What is expected
Decide whether each statement below agrees with the patch that follows. For each one, answer yes or no and quote the exact words of the patch that decide it. (a) The patch changes four files. (b) Antonin Raffin is credited as a co-author. (c) The patch leaves the SB3 version unchanged.

Source text
From a653aec10d8cb4b82443f818fdde123f06c95f75 Mon Sep 17 00:00:00 2001
From: Francesco Capuano <74058581+fracapuano@users.noreply.github.com>
Date: Wed, 10 Jan 2024 14:46:40 +0100
Subject: [PATCH] Docs: Env attributes should be modified using env setters 
 (#1789)

* add: paragraph on how to modify vec envs attributes via setters (solves
DLR-RM#1573)

* Update vec env doc

* Update callback doc and SB3 version

* Fix indentation

---------

Co-authored-by: Antonin Raffin <antonin.raffin@dlr.de>
---
 docs/guide/callbacks.rst      | 15 ++++---
 docs/guide/vec_envs.rst       | 84 +++++++++++++++++++++++++++++++++++
 docs/misc/changelog.rst       | 35 ++++++++++++++-
 stable_baselines3/version.txt |  2 +-
 4 files changed, 127 insertions(+), 9 deletions(-)

diff --git a/docs/guide/callbacks.rst b/docs/guide/callbacks.rst
index 239966a6f..472f42114 100644
--- a/docs/guide/callbacks.rst
+++ b/docs/guide/callbacks.rst
@@ -29,24 +29,25 @@ You can find two examples of custom callbacks in the documentation: one for savi
 
         :param verbose: Verbosity level: 0 for no output, 1 for info messages, 2 for debug messages
         """
-        def __init__(self, verbose=0):
+        def __init__(self, verbose: int = 0):
             super().__init__(verbose)
             # Those variables will be accessible in the callback
             # (they are defined in the base class)

Extracted entries
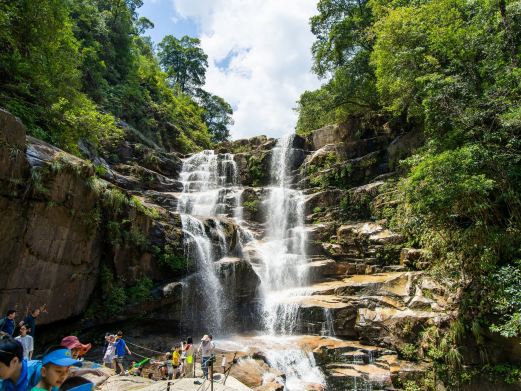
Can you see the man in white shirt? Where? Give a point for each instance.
(26, 341)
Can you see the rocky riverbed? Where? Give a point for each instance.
(127, 226)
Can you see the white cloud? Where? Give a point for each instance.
(267, 44)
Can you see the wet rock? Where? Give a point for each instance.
(321, 268)
(242, 145)
(412, 257)
(252, 203)
(239, 279)
(404, 146)
(322, 200)
(147, 179)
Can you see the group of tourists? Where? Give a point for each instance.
(60, 366)
(58, 369)
(175, 364)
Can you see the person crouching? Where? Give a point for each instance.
(55, 368)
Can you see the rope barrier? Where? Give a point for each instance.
(142, 347)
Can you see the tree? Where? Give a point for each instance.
(342, 53)
(184, 62)
(217, 115)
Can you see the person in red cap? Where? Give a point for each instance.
(76, 347)
(55, 368)
(78, 350)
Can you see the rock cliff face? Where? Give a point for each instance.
(68, 227)
(106, 241)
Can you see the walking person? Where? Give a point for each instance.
(30, 321)
(121, 350)
(110, 352)
(7, 323)
(188, 351)
(26, 341)
(206, 348)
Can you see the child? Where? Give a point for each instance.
(26, 341)
(169, 366)
(121, 350)
(176, 360)
(55, 368)
(76, 383)
(110, 353)
(189, 354)
(16, 373)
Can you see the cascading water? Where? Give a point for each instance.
(211, 191)
(208, 181)
(282, 272)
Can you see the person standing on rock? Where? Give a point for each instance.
(110, 352)
(7, 324)
(188, 350)
(121, 350)
(206, 348)
(27, 342)
(30, 321)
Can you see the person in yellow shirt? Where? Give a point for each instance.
(176, 360)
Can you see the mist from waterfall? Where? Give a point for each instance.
(283, 273)
(211, 190)
(209, 180)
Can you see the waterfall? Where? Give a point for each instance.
(209, 181)
(283, 272)
(211, 190)
(328, 328)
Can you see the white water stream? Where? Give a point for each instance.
(211, 190)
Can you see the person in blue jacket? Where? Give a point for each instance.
(16, 373)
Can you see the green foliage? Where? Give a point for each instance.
(408, 352)
(150, 212)
(169, 258)
(114, 200)
(411, 385)
(217, 115)
(506, 302)
(184, 62)
(73, 69)
(342, 50)
(511, 374)
(451, 69)
(251, 206)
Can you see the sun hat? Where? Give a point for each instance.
(72, 342)
(61, 358)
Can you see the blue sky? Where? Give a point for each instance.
(259, 54)
(166, 20)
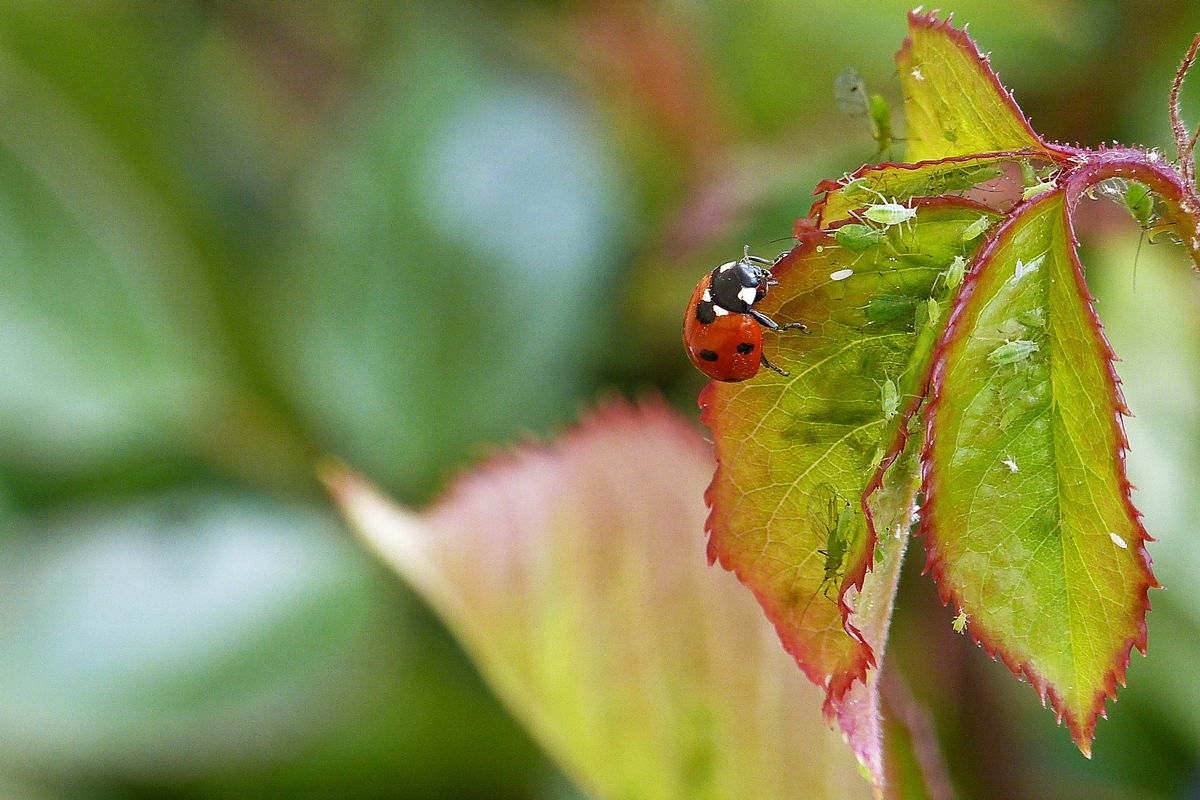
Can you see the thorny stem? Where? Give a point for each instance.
(1177, 191)
(1183, 144)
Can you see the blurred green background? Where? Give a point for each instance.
(235, 235)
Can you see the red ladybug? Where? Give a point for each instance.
(723, 330)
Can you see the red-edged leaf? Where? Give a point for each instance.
(954, 104)
(795, 453)
(1031, 529)
(575, 577)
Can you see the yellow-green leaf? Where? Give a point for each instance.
(954, 104)
(1030, 523)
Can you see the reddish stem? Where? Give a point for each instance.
(1183, 144)
(1150, 168)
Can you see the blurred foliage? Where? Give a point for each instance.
(238, 235)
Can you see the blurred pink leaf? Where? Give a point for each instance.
(575, 576)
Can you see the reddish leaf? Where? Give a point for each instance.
(796, 453)
(575, 578)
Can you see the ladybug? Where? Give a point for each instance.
(723, 330)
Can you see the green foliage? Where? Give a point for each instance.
(1029, 517)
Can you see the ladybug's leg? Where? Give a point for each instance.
(767, 322)
(774, 368)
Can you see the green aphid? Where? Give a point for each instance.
(888, 307)
(1140, 203)
(857, 238)
(1038, 188)
(955, 272)
(976, 228)
(889, 398)
(835, 547)
(1013, 352)
(1032, 318)
(1029, 174)
(852, 98)
(881, 122)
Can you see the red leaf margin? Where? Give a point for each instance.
(828, 186)
(929, 22)
(1083, 731)
(839, 683)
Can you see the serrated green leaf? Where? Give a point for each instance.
(1030, 524)
(954, 104)
(574, 577)
(785, 445)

Solution to this task
(a) Yes: "4 files changed"
(b) Yes: "Co-authored-by: Antonin Raffin"
(c) No: "Update callback doc and SB3 version"